- **PASSAGE SHOWN**
.....

One of the rubrics of trans childhoods is that young children drawn towards clothing and toys of the opposite gender to the one they were assigned at birth makes that child deviant, possibly trans. If gender, and the social construction of gendered identity, is a manifestation of the societies we live in, then how do we square trans children without also dismantling this constructed notion of gender? This notion of constructed identity, that to be a boy you must do boy things, to be a girl you must do girl things, is inherently flawed, as many cis folk will automatically fall foul of it when they deviate. Thus, it is reasonable to argue that wearing a dress does not inherently make you a girl.
However, if you take the argument that gender identity is innate to us all and is an expression of self-understanding, then if you perceive yourself as a girl you become drawn to what the society around you states in feminine. There is a fine line between projecting a gender identity onto a person and critiquing the societal normativity for a particular gender. If you wish to be feminine that does not automatically make you female, for girlhood and womanhood are as wrapped up in your own expression of self as they are in what society projects onto you. To be a girl is an innate understanding of self, to be woman is more than the chromosomal biology you were born with. The wrapper you put around that is a matter of taste and available options.
Plato’s cave imagined humans staring at the shadows cast from a great fire behind them, imagining that the shadows were reality. It was only those who turned, saw the fire, and then walked out the cave who got to experience reality in its fullest. Societally constructed gender is much like the shadows cast in the cave, flickering, always changing. What is masculine or feminine in 2023 is not the same as masc or femme in 1923. Time, fashion, societal evolution, and many other facts have shifted our perceptions of gendered identity, so to define yourself as male, female or non-binary is in part to either co-opt an understanding of this construction or to reject it.
That children have a gendered identity from an early age is rarely deconstructed outside of the example of trans children because societally we accept children who conform to our understanding of gender roles. A child in Malaysia will have a different conception of gender to one raised in Sweden. That each language has its own nuance on gender speaks to the historic threads binding the linguistics. When I write of girlhood in English that semantic difference will be harder to reflect fully in the German madchen or the French fille. To wear a dress in English freights meaning drawn on centuries of cultural nuance and framing. To have a woman’s junge years is hard to quantify beyond saying that I am a woman with a boyhood.

.....

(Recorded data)

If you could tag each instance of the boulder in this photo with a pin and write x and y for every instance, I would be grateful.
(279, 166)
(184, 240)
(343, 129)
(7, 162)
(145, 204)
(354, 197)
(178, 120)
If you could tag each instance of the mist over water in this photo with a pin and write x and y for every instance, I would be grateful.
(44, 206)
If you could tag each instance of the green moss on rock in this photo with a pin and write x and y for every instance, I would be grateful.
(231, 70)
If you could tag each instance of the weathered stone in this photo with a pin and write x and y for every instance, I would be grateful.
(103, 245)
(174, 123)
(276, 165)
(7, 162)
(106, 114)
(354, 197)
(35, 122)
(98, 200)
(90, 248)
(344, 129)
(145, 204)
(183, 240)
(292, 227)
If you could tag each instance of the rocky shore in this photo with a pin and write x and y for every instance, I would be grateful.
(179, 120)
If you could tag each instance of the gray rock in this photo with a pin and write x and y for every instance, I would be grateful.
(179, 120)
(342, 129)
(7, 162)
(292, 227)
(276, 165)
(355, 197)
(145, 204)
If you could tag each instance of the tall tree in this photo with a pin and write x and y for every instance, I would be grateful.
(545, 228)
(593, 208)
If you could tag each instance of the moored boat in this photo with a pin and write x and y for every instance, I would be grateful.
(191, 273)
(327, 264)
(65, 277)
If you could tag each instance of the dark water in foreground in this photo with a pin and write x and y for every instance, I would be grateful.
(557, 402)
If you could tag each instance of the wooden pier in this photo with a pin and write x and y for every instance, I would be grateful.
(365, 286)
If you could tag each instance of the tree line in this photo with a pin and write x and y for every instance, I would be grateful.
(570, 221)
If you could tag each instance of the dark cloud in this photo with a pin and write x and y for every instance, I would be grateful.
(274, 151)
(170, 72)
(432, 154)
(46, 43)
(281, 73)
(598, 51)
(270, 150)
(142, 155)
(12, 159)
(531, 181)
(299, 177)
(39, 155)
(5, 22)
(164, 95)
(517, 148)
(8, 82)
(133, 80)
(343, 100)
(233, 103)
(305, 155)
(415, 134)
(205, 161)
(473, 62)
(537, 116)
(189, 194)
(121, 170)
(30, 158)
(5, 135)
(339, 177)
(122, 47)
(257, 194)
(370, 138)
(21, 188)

.....

- **WORK ITEM A**
Decide whether each statement agrees with the essay on gender identity. Answer yes or no for each, and quote the words from the essay that settle it.
(i) In Plato's cave, people look at shadows made by a fire behind them.
(ii) The essay says that wearing a dress makes you a girl.
(iii) The essay says that what counts as masculine or feminine in 2023 is the same as in 1923.
- **WORK ITEM B**
Which two countries does the essay on gender identity use to show that children raised in different places have different ideas of gender?
- **WORK ITEM C**
Go on writing the essay on gender identity from its last sentence, keeping the same voice and subject.
The recorded data has no connection to the essay on gender identity.

- **ANSWER BOX A**
(i) Yes: "Plato’s cave imagined humans staring at the shadows cast from a great fire behind them, imagining that the shadows were reality."
(ii) No: "it is reasonable to argue that wearing a dress does not inherently make you a girl."
(iii) No: "What is masculine or feminine in 2023 is not the same as masc or femme in 1923."

- **ANSWER BOX B**
Malaysia and Sweden.

- **ANSWER BOX C**
To assume that children cannot know a gender identity speaks volumes for how society automatically expects gender roles to flow from assigned sex at birth. This river of gendered selves flows with little critique outside of pushing back on the excesses of those gender roles. In bridging across, or walking away from, a gendered expression you inherently insert yourself into the conversation, forcing those around you to question or reaffirm the societal version of gender. Hence the reason why there is significant pushback against children asserting a gender identity other than the on they were assigned at birth, because it is hard for the adults around them to acknowledge.
Often a child affirming a gender other than the one assigned at birth does not subvert gender expectations, rather they embrace the social norms for their internal gender identity because it is all they have to latch onto. Society says girls should wear pink and purple dresses, act like princesses, and be treated in a certain way a trans girl will pick up on this and expect to be treated thus. Radical feminists critique this as a pastiche of girlhood, yet in such a rigidly gendered world what else can a trans girl do to assert herself? An obvious example would to be a tom boy, but even then there is a messy understanding of gender that fails to articulate fully a gendered self beyond an embracing of hard wearing and rough and tumble.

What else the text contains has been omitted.